▶ ACTIVITY 1: In the wildfire text, retype the stretch from "No documented wildfire" through "course in Texas." word for word.
▶ ACTIVITY 2:
Answer these from the wildfire text:
(a) When did the Australian wildfire take place?
(b) What percentage of Australia's temperate forests was destroyed?
(c) Where did it happen again later that year?
--- GIVEN TEXT ---
It's a worrying trend, it's getting worse and in many ways began around the time COVID-19 struck—Around the beginning of 2020. Wildfires have been around for years I hear you screaming, and, they have, however, the wildfire which happened in Australia at the end of 2019 and the beginning of 2020 was a trailblazer, if you'll excuse the pun. . .
No documented wildfire in the history of mankind had ever witnessed such an event resulting in the deaths of more than 2 billion animals the destruction of 25% of Australia's temperate forests and the loss of 60% of their summer crops. Later that year, it happened again, this time in California, and a year later it was in Canada and the entire western coast of the US. It's happened since in Canada once again, Syberia, Europe twice, the Amazon and this year of course in Texas.
--- ENTRIES SHOWN ---
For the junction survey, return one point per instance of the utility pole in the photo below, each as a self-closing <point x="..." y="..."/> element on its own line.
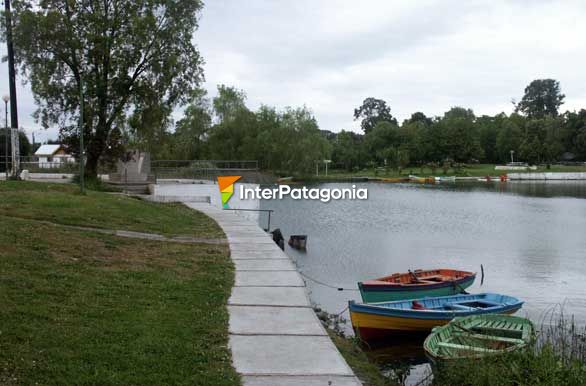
<point x="6" y="99"/>
<point x="12" y="87"/>
<point x="81" y="148"/>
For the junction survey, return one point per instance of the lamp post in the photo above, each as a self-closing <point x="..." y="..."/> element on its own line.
<point x="81" y="148"/>
<point x="6" y="99"/>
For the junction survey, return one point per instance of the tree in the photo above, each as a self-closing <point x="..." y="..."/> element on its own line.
<point x="348" y="150"/>
<point x="372" y="112"/>
<point x="418" y="117"/>
<point x="459" y="138"/>
<point x="542" y="97"/>
<point x="382" y="141"/>
<point x="509" y="137"/>
<point x="125" y="55"/>
<point x="229" y="102"/>
<point x="191" y="130"/>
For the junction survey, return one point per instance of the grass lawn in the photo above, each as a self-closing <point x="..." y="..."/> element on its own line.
<point x="476" y="170"/>
<point x="62" y="204"/>
<point x="368" y="372"/>
<point x="85" y="308"/>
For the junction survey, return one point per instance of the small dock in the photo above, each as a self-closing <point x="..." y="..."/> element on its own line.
<point x="275" y="336"/>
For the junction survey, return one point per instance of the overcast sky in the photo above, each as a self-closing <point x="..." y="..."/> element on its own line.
<point x="422" y="55"/>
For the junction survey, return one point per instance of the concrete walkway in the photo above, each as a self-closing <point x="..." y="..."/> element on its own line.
<point x="275" y="337"/>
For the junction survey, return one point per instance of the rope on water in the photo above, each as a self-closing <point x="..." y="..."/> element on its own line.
<point x="326" y="284"/>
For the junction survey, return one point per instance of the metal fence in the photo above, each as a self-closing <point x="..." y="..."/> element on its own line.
<point x="204" y="169"/>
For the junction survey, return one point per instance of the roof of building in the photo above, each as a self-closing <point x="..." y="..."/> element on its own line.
<point x="48" y="149"/>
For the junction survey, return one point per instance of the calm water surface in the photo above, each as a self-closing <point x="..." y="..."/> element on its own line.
<point x="530" y="237"/>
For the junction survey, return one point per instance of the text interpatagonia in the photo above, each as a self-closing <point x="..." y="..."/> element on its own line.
<point x="305" y="193"/>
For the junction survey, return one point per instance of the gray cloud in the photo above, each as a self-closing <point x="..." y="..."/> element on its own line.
<point x="419" y="56"/>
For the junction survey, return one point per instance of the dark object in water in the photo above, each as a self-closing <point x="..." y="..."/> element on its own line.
<point x="298" y="241"/>
<point x="278" y="238"/>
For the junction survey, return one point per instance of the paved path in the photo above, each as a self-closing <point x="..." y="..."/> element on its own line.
<point x="275" y="337"/>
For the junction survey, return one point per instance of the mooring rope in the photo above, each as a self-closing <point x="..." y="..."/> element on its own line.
<point x="326" y="284"/>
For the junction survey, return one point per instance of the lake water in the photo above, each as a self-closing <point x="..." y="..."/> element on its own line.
<point x="530" y="237"/>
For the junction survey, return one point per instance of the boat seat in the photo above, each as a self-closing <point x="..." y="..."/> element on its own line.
---
▶ WRITTEN SOLUTION 1:
No documented wildfire in the history of mankind had ever witnessed such an event resulting in the deaths of more than 2 billion animals the destruction of 25% of Australia's temperate forests and the loss of 60% of their summer crops. Later that year, it happened again, this time in California, and a year later it was in Canada and the entire western coast of the US. It's happened since in Canada once again, Syberia, Europe twice, the Amazon and this year of course in Texas.

▶ WRITTEN SOLUTION 2:
(a) At the end of 2019 and the beginning of 2020
(b) 25%
(c) California